┌─ SOURCE EXCERPT

# Thread navigation with multiple pages - how to jump to page



## michael rauls (Oct 14, 2018)

Yes also the tab/ button to select the particular page in a thread you want to go to is gone. Only the " next" or " previous" tabs remain. Not much of an issue for a thread that has say 6 or 7 pages but for a thread with like 635 pages as some do it could be labor intensive shall we say to get to a certain page you want to see. Perhaps they are in a new place and I'm just not seeing it.


----------



## horseUSA (Oct 14, 2018)

If you click the *...* you can then select a page to go to. See images below.


----------



## michael rauls (Oct 14, 2018)

Ok thanks.I appreciate all the effort but just a observation/suggestion. Just left this on another thread but this seems like the more appropriate one. Anyway, I notice that the tab/ buttons to select the particular page in a thread are no longer. Only the next and previous buttons remain. Not an issue if a thread has say 6 or 7 pages but if it has say 637 it could be a bit labor intensive to get to the page you want. Perhaps they are in a new place and I'm just not seeing them but seems like thats a really critical feature to have.


----------



## horseUSA (Oct 14, 2018)

M
 michael rauls
I replied "GO TO FIRST UNREAD POST" BUTTON MISSING


----------



## michael rauls (Oct 14, 2018)

horseUSA said:


> M
> michael rauls
> I replied "GO TO FIRST UNREAD POST" BUTTON MISSING


Ok, I've got it. On threads where there are more than one page you just tap the box where it says "2 of 2" ,"3 of5", etc and the box to select the page you want pops up. Thanks.

Reactions: Like Like:
1 | Like List reactions


----------



## horseUSA (Oct 14, 2018)

Correct on mobile devices it changes from the "..." to "# of #total". If you touch "# of #total" you should get option to change pages


----------



## T Bolt (Oct 24, 2018)

I'm having a similar problem. On my iPhone there is no indication of page number of the thread or how to navigate to even the next page so I'm always either stuck on the first page of the thread or the last page that a post was made on thread that I had looked at previously.


----------



## horseUSA (Oct 24, 2018)

T Bolt said:


> I'm having a similar problem. On my iPhone there is no indication of page number of the thread or how to navigate to even the next page so I'm always either stuck on the first page of the thread or the last page that a post was made on thread that I had looked at previously.



Do you not see the circled page navigation above and below messages?

Reactions: Like Like:
1 | Like List reactions


----------



## Wurger (Oct 24, 2018)

I can see that on my mobile..


----------



## Gnomey (Oct 24, 2018)

Me too...


----------



## GrauGeist (Oct 24, 2018)

No problem on this end.

The page selection buttons are there on the posts in the menu.





And the page selection buttons in the thread are there as well.


----------



## T Bolt (Oct 25, 2018)

I'm not seeing that. Maybe it's my phone, it's an iPhone 5C.

└─
┌─ DATA PROVIDED

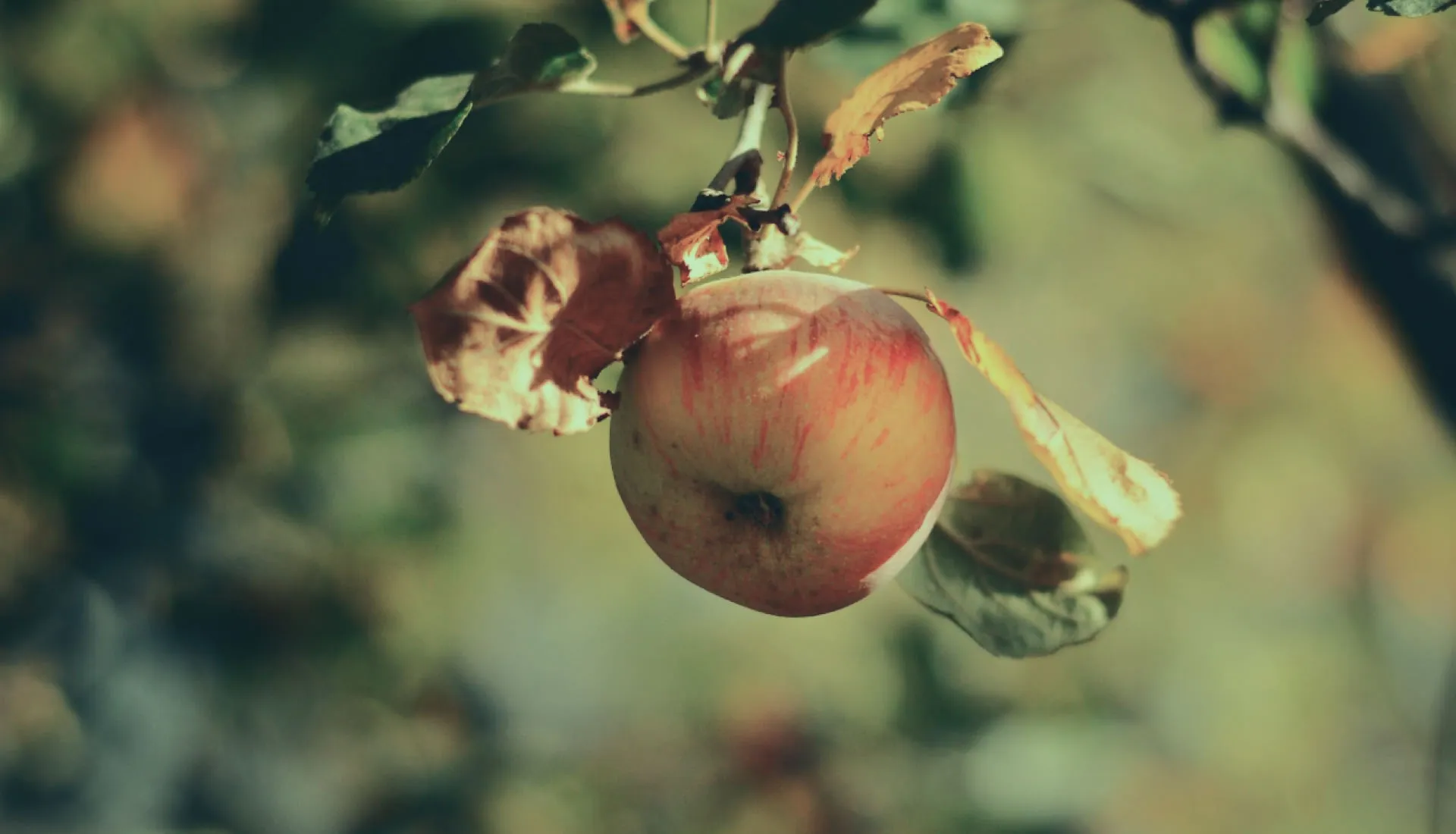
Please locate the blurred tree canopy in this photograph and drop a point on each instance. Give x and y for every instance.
(255, 577)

└─

REQUIRED WORK –
A. For each statement below, state yes or no according to whether it agrees with the thread on jumping to a page, and quote the words of the thread that decide it. (i) michael rauls writes that only the next and previous buttons remain. (ii) T Bolt reports using an Android phone. (iii) Wurger reports being unable to see the page navigation on a mobile device.
B. Carry the thread on page navigation forward from its final post.

RESULTS FOR EACH TASK –
A.
(i) Yes: "Only the next and previous buttons remain."
(ii) No: "it's an iPhone 5C."
(iii) No: "I can see that on my mobile.."

B.
This is what I see, First picture is the top of a thread page and the second is the bottom.


----------



## GrauGeist (Oct 25, 2018)

I don't think it's your phone, I noticed you're using the blue style (FA Main Blue/Gray) so I switched styles and did notice the page select option is missing.


----------



## T Bolt (Oct 25, 2018)

That's strange, I thought that only changed the colors. I'll switch to the default and see what happens


----------



## T Bolt (Oct 25, 2018)

Nope that didn't fix it. I still don't have the page selection buttons


----------



## GrauGeist (Oct 25, 2018)

That's really odd!

I like the vintage Artakus look, so I never tried the Blue (until this morning). It is odd that the Blue lacks the page selection while the Artakus does (on my ipad).

Looks like David has a challenge ahead!


----------



## fubar57 (Oct 25, 2018)

My phone is fine as well though I never log onto the site with it. I get just the individual page number as David posted in #8 when the phone is held vertical...




​...but better page control when the phone is held horizontally...


----------



## Crimea_River (Oct 25, 2018)

Page numbers are visible on my Samsung S6 with the Blue option. Obviously, not there if there is only one page in the thread.


----------



## T Bolt (Oct 25, 2018)

When turning the phone horizontal I only get a couple of buttons on the top controll bar and I dont even get the second controll bar.
Here's what it looks like:


----------



## T Bolt (Oct 25, 2018)

Sorry about the double picture but I'm having a lot of trouble doing anything here on this phone


----------



## fubar57 (Oct 25, 2018)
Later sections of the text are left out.